**YOUR GOAL**
Output nothing but the lines from the line with "Could you please annotate the window frame" through the end of the listing below, both ends included.

--- start of DATASET ---

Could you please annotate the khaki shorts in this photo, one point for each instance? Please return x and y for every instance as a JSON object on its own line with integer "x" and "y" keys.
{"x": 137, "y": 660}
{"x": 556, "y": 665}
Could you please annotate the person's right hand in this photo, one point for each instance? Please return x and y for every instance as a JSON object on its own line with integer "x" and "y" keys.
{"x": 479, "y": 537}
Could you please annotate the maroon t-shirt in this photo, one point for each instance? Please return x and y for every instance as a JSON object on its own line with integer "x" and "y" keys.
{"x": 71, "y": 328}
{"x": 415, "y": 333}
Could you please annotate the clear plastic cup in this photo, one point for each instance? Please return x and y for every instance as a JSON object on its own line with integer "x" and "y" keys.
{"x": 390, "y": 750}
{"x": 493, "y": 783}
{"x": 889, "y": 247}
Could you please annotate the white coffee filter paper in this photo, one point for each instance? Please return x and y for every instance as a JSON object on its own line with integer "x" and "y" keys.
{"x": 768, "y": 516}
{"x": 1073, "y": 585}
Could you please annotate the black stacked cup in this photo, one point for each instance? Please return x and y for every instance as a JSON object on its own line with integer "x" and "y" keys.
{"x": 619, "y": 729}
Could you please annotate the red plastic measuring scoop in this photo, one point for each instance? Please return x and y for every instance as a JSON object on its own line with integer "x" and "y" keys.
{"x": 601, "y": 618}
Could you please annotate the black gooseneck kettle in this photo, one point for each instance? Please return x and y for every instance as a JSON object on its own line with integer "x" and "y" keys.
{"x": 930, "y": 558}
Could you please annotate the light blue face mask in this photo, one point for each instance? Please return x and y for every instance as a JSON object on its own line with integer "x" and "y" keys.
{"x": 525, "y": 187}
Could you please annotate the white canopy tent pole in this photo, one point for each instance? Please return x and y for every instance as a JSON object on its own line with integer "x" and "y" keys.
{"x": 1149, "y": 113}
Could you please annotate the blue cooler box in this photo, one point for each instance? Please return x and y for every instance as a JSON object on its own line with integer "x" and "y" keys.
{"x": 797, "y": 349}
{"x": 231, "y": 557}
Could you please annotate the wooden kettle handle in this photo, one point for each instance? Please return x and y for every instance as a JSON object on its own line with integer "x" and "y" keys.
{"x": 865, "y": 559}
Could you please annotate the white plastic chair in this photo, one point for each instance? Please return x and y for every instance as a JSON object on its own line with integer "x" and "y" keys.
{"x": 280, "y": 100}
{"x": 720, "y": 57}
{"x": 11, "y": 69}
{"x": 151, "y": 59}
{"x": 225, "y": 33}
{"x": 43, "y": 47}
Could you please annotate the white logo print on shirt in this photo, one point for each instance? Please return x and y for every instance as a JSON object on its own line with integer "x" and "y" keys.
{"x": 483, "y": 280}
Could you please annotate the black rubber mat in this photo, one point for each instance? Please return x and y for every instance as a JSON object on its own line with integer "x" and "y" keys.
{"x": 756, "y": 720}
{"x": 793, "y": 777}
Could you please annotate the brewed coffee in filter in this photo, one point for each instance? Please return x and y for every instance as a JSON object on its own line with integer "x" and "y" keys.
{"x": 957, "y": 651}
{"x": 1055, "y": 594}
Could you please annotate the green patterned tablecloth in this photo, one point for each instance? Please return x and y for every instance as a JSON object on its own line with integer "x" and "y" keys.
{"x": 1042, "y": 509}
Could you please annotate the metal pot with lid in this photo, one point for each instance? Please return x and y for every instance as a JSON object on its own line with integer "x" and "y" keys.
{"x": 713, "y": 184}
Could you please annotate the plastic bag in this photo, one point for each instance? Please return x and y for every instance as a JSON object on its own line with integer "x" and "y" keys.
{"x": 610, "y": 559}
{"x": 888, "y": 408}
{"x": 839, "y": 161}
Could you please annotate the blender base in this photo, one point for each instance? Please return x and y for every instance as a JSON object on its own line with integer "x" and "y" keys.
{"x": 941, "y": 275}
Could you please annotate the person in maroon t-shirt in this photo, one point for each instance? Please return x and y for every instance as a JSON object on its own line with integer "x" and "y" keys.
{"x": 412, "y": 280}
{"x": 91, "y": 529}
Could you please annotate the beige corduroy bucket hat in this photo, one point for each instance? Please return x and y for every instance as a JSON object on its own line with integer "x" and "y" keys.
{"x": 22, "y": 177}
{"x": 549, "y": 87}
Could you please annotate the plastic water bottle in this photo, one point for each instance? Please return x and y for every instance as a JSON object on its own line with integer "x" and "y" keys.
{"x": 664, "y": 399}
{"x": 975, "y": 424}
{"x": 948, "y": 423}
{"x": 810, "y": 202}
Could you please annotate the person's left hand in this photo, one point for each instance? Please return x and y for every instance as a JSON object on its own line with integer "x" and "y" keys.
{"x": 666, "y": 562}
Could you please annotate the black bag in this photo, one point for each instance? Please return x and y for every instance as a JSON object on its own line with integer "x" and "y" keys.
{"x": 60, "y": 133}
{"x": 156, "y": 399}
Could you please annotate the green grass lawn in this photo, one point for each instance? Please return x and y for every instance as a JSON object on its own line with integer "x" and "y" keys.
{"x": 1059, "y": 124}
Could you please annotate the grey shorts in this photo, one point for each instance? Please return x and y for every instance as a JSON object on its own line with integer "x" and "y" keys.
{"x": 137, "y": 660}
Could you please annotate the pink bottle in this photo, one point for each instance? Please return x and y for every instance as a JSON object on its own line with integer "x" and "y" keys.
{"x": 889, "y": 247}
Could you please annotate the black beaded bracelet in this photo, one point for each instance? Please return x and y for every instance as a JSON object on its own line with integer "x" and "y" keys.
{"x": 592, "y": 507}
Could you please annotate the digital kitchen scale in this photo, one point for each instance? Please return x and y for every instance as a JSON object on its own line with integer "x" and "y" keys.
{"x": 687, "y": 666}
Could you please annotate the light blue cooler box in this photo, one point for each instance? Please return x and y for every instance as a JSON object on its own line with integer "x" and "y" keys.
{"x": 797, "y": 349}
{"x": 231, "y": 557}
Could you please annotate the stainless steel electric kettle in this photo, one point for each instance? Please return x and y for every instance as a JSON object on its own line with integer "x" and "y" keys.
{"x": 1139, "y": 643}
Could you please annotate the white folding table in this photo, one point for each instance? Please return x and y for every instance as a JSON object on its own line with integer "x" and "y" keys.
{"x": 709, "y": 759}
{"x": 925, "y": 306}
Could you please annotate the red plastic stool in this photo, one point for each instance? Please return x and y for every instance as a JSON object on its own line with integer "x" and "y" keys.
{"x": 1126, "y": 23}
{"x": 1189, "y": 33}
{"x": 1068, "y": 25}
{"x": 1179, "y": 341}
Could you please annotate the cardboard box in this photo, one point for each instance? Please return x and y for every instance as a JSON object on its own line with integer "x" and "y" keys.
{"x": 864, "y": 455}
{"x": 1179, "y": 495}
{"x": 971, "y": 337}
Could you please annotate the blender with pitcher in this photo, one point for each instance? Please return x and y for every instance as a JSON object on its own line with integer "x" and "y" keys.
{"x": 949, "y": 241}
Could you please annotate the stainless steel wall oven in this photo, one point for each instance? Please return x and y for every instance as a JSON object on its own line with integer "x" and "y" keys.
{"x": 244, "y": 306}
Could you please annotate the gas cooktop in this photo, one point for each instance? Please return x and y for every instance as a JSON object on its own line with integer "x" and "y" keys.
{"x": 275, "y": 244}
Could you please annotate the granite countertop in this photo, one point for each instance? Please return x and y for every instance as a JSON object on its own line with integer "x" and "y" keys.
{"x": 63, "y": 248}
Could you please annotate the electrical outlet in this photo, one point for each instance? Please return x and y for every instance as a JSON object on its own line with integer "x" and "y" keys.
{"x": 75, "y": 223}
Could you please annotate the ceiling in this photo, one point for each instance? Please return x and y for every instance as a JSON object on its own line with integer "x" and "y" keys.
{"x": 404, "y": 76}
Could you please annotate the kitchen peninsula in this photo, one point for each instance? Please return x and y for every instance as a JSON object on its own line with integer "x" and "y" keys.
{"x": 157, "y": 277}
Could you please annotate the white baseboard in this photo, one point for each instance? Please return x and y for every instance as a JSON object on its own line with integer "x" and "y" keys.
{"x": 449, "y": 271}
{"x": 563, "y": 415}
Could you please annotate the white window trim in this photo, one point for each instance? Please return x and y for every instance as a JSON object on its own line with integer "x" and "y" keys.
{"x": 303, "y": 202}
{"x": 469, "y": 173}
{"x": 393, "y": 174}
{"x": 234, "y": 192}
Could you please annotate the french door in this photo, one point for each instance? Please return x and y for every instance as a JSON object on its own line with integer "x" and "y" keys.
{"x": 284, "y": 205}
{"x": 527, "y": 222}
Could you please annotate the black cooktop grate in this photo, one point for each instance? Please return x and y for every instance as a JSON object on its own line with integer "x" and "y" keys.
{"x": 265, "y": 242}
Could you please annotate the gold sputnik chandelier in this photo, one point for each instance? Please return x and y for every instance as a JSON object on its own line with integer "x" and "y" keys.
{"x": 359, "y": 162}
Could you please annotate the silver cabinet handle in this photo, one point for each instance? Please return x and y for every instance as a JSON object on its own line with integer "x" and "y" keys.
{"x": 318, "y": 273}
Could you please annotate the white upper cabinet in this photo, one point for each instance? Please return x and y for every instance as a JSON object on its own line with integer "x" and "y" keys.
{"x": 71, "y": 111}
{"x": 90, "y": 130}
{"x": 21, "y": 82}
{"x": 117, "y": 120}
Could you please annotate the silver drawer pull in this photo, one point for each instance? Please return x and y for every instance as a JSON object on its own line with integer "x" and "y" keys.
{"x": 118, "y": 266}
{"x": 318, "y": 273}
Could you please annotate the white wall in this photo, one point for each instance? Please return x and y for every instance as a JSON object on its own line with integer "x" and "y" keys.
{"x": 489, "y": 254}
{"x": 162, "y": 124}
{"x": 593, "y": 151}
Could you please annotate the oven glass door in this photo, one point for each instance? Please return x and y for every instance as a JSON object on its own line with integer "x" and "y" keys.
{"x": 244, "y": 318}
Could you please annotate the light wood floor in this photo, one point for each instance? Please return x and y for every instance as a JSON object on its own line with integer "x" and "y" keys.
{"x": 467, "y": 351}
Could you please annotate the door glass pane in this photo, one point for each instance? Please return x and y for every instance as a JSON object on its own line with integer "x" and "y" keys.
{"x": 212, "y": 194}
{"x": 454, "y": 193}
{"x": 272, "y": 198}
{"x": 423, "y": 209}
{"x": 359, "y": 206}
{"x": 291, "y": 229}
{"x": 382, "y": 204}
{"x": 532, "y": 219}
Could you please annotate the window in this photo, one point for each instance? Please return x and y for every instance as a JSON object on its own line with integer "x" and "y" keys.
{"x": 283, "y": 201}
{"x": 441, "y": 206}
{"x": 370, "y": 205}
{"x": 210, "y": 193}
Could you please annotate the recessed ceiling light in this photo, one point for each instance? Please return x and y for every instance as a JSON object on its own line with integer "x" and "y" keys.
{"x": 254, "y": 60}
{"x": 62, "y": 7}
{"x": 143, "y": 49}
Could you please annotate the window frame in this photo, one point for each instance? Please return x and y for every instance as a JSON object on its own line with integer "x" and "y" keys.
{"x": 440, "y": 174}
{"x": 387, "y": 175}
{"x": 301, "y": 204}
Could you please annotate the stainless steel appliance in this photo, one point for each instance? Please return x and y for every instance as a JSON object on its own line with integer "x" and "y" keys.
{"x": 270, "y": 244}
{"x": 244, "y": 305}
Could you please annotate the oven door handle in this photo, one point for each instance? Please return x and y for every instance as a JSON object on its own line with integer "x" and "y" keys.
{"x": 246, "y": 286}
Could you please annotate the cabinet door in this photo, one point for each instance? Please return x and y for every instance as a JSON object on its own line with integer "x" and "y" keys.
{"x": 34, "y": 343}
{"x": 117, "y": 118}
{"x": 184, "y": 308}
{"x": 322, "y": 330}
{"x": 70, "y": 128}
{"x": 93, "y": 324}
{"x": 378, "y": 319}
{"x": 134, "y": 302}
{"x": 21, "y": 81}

--- end of DATASET ---

**SOLUTION**
Could you please annotate the window frame in this photo, one point for each instance? Please return x and y for every instance as a JSON object on its own line with integer "x" and "y" keys.
{"x": 440, "y": 174}
{"x": 387, "y": 175}
{"x": 301, "y": 204}
Could you please annotate the stainless steel appliance in this photo, one point for each instance? Please return x and y for every instance as a JSON object on its own line with integer "x" and "y" keys.
{"x": 270, "y": 244}
{"x": 244, "y": 305}
Could you please annotate the oven door handle in this photo, one point for each instance? Please return x and y for every instance as a JSON object on its own line with integer "x" and "y" keys.
{"x": 246, "y": 286}
Could you please annotate the cabinet door in this photo, one point for each instance? Please return x and y for every instance as a JSON object on its own line with integer "x" and "y" keys.
{"x": 34, "y": 343}
{"x": 117, "y": 118}
{"x": 184, "y": 308}
{"x": 322, "y": 330}
{"x": 70, "y": 128}
{"x": 93, "y": 324}
{"x": 378, "y": 319}
{"x": 134, "y": 302}
{"x": 21, "y": 81}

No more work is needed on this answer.